-- WHAT YOU HAVE TO DO --
Select every line in the listing below that contains the word "Detection", matching case exactly.

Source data
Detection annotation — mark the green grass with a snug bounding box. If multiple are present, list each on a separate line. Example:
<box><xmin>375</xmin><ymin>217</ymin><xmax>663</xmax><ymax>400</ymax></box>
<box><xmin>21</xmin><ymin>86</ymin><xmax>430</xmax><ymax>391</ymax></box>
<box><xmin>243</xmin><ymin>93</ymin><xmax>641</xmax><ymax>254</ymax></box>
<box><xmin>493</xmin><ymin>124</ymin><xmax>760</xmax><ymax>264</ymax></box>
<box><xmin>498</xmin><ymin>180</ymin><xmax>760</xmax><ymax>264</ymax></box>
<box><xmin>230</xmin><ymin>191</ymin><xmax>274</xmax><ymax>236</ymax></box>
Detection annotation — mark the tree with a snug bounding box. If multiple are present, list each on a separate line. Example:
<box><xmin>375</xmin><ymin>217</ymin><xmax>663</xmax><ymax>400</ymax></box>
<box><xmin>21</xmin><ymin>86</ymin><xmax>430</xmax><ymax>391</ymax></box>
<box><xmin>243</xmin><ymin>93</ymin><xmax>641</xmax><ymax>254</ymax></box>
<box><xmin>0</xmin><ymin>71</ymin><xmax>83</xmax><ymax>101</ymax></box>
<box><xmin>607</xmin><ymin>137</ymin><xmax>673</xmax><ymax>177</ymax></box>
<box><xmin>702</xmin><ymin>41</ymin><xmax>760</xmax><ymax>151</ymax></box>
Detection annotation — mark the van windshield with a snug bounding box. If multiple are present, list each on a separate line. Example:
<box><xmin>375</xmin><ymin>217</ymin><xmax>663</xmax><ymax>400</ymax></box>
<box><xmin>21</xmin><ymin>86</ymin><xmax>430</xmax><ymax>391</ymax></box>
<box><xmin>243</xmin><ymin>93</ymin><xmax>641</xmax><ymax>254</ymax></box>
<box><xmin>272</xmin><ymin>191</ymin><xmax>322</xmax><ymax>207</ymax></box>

-- SOLUTION TO THIS EXERCISE --
Detection annotation — mark the green grass with a snug bounding box. If multiple are present, list each on a separate line. Example:
Detection annotation — mark the tree with a snug bounding box. If multiple are present, list each on a separate line. Example:
Detection annotation — mark the van windshield with a snug bounding box. If multiple are present, list each on a separate line. Example:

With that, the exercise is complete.